Start of Records for the exercise
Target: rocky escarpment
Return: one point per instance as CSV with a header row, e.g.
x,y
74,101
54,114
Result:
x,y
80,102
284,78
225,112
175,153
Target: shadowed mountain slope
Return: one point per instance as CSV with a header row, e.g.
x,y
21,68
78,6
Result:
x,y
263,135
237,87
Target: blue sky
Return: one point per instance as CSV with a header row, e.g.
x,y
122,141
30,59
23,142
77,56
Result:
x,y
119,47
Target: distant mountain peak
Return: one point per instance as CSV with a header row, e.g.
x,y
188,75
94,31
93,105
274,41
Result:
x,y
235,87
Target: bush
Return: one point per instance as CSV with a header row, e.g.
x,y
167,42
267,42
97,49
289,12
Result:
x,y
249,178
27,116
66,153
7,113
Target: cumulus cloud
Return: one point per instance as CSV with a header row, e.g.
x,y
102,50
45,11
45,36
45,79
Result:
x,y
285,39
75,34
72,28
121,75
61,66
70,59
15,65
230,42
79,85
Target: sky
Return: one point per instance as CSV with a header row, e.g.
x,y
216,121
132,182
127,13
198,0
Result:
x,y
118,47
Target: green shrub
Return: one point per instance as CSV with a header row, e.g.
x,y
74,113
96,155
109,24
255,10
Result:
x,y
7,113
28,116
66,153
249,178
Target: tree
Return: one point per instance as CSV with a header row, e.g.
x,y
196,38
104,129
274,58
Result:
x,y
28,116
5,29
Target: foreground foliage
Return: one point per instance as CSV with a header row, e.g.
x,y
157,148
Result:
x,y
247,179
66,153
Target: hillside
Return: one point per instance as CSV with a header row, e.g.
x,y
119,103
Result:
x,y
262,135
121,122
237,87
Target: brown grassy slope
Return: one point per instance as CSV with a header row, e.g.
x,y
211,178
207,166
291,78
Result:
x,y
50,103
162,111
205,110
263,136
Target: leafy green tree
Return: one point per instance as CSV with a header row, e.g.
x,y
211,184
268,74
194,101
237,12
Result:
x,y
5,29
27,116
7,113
End of Records for the exercise
* _Activity_
Repeat back the listing above exactly, including every line.

* _Solution to the exercise_
Target: rocky escarpment
Return: one point per instance as CSV with a header row, e.g.
x,y
74,101
54,114
Result:
x,y
80,102
284,78
225,112
175,153
Target: shadowed mountain slope
Return: one point per instance as CSV with a header row, e.g.
x,y
21,68
78,6
Result:
x,y
263,135
237,87
Target: blue sky
Return: one point per instance as CSV with a header row, e.g.
x,y
122,141
30,59
23,142
77,56
Result:
x,y
119,47
Target: distant mountain peak
Return: one point per instance as CSV with a header row, e.g.
x,y
188,75
94,31
93,105
274,41
Result:
x,y
235,87
Target: bush
Return: one point per instance as CSV with a header row, e.g.
x,y
167,42
267,42
97,49
289,12
Result:
x,y
249,178
27,116
66,153
7,113
Target: cumulus cloud
Return: one point per instance as CSV with a header row, e.g.
x,y
102,50
45,11
45,36
45,79
Result:
x,y
285,39
75,34
72,28
121,75
61,66
70,59
15,65
230,42
79,85
Target: sky
Return: one point per instance as CSV with a header row, e.g.
x,y
216,121
132,182
127,13
198,0
Result:
x,y
118,47
Target: green shrub
Return: one point per instance as CSV with a header row, e.g.
x,y
74,113
96,155
109,24
255,10
Result:
x,y
7,113
28,116
66,153
249,178
Target: tree
Return: one point per instance as CSV with a header row, e.g.
x,y
196,38
104,129
274,58
Result:
x,y
28,116
5,29
Target: foreground foliage
Return: one point per instance as CSV with a header row, e.g.
x,y
157,148
Result:
x,y
247,179
66,153
Target: hillside
Return: one point per instance as CSV with a header row, e.g.
x,y
119,103
Result:
x,y
262,135
121,122
237,87
Target: brown grassy slope
Return: one point per instance as CSV with a header row, e.g.
x,y
211,178
207,166
291,78
Result:
x,y
50,103
162,111
205,110
263,136
Target: leafy green tree
Return: one point per instance as CSV with a header row, e.g.
x,y
211,184
268,74
194,101
237,12
Result:
x,y
5,29
27,116
7,113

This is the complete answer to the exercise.